#### Text provided

- Interactive map of Koromiko
- Coordinates: 41°20′23″S 173°57′45″E﻿ / ﻿41.33972°S 173.96250°E
- Country: New Zealand
- Region: Marlborough
- Ward: Marlborough Sounds General Ward; Marlborough Māori Ward;
- Electorates: Kaikōura; Te Tai Tonga (Māori);

Government
- • Territorial Authority: Marlborough District Council
- • Marlborough District Mayor: Nadine Taylor
- • Kaikōura MP: Stuart Smith
- • Te Tai Tonga MP: Tākuta Ferris

Area
- • Total: 90.32 km^{2} (34.87 sq mi)

Population (2023 census)
- • Total: 396
- • Density: 4.38/km^{2} (11.4/sq mi)

########

Required tasks
[a] Please explain in one to three sentences how the Koromiko profile arrives at its population density of 4.38 per square kilometer.
[b] Continue the Koromiko profile from the end of its population section.
The rows come from a separate, unrelated source.

#### Information

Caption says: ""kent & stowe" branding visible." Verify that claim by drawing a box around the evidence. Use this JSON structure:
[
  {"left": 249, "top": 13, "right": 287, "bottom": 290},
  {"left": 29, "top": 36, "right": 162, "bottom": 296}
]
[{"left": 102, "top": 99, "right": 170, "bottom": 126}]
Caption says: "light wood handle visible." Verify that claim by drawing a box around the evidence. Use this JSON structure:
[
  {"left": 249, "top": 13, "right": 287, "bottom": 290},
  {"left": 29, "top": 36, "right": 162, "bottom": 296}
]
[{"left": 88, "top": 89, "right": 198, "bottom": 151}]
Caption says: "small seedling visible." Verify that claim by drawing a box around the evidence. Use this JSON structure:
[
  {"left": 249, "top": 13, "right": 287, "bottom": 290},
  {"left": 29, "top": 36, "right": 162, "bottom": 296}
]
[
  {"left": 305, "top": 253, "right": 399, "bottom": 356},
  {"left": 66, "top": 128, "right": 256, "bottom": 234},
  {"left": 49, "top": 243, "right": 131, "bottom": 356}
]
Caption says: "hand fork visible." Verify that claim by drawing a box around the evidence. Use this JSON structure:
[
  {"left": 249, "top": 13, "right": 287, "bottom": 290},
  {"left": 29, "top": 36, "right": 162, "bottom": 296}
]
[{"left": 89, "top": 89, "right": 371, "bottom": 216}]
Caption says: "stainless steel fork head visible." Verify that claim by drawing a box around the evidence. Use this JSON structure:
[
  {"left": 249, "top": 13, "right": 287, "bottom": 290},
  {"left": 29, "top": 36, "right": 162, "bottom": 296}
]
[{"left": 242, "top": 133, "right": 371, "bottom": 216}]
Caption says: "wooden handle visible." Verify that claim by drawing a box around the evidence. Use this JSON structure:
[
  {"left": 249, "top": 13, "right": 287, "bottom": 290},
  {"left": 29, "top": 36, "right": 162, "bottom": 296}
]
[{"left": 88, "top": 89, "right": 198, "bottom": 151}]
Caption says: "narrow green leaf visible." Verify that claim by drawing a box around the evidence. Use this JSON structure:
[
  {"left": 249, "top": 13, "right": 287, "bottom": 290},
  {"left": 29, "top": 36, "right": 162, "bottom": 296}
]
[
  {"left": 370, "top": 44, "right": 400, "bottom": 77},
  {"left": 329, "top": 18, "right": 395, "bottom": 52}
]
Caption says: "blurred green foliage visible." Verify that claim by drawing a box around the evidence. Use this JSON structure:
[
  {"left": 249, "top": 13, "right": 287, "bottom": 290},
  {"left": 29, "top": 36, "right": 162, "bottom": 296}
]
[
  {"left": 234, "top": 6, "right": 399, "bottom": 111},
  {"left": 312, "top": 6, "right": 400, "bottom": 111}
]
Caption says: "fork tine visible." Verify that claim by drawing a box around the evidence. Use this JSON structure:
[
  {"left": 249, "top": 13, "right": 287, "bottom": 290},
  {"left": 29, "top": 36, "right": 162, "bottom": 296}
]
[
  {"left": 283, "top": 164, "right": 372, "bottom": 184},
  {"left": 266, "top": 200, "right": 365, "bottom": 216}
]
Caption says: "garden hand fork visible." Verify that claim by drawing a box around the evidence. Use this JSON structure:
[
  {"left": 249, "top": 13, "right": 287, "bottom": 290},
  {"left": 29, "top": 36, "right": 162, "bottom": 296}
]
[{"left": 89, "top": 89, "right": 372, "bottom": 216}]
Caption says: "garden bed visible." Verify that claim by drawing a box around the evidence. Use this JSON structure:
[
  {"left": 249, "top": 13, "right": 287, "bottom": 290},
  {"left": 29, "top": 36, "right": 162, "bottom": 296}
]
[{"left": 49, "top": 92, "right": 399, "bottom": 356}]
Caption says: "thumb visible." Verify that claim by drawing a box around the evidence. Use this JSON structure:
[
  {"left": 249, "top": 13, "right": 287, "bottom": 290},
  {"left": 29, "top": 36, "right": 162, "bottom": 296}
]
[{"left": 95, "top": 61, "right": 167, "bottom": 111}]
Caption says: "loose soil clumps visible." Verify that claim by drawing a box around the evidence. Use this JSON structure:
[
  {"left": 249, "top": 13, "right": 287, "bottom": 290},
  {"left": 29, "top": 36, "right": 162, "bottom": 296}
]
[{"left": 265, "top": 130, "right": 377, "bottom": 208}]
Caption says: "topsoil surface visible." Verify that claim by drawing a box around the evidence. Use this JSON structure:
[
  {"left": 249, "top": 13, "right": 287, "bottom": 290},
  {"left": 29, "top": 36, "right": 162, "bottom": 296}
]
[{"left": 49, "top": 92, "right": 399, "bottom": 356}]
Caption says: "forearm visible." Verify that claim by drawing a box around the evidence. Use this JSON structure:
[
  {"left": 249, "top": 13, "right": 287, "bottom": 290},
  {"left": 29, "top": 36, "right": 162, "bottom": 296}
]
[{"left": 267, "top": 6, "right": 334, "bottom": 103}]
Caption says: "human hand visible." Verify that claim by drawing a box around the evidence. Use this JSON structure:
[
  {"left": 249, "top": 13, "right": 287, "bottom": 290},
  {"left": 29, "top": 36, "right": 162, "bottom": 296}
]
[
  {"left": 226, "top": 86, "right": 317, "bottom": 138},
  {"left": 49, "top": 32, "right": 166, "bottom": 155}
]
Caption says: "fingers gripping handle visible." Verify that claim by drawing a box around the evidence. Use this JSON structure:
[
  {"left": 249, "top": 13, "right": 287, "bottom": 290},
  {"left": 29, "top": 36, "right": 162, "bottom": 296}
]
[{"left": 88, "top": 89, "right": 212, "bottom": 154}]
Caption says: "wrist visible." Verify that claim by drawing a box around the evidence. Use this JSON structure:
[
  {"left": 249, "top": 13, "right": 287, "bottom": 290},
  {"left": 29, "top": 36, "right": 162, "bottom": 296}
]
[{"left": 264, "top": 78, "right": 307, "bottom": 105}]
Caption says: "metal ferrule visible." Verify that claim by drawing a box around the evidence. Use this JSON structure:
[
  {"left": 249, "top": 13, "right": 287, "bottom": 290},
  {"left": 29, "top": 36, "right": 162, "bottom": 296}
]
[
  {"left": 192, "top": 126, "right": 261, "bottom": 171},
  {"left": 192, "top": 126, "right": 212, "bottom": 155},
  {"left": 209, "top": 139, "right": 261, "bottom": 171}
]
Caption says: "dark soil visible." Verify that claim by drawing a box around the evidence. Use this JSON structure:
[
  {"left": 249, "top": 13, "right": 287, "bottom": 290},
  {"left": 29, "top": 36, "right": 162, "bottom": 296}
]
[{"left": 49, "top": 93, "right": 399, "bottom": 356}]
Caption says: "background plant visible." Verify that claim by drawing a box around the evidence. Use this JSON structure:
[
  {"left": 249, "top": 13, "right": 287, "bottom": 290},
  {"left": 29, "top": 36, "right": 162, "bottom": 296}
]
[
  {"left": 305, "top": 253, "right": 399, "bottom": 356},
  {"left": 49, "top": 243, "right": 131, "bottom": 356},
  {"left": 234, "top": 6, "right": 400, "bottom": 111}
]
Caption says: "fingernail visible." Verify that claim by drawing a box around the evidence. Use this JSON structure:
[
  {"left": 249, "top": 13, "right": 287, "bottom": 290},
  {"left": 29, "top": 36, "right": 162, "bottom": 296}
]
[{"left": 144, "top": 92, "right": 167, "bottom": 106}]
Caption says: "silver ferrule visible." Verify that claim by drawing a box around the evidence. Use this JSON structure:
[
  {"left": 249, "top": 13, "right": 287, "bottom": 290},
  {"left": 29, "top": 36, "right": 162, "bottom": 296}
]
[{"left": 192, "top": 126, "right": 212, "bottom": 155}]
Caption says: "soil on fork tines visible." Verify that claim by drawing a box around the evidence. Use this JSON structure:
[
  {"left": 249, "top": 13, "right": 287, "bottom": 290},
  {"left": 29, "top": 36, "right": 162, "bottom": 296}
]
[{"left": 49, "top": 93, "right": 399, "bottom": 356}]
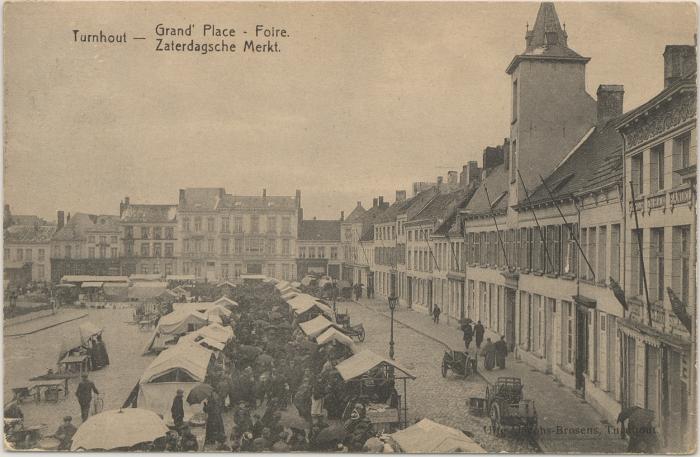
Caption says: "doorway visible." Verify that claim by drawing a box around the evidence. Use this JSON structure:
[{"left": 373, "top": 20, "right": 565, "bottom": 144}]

########

Task responses
[a] The density comes from dividing the 2023 census population of 396 by the total area of 90.32 km². That works out to about 4.38 people per square kilometer.

[b]
= Koromiko, New Zealand =

Locality in Marlborough, New Zealand

Koromiko is a locality in Marlborough, New Zealand. State Highway 1 runs through the area. Picton is about 6.5 km to the northeast, and Blenheim is about 21 km to the south.

Picton Aerodrome is located at Koromiko. It has flights to and from Wellington several times a day operated by Sounds Air.

==Demographics==
Koromiko locality covers 90.32 km2 It is part of the larger Marlborough Sounds East statistical area.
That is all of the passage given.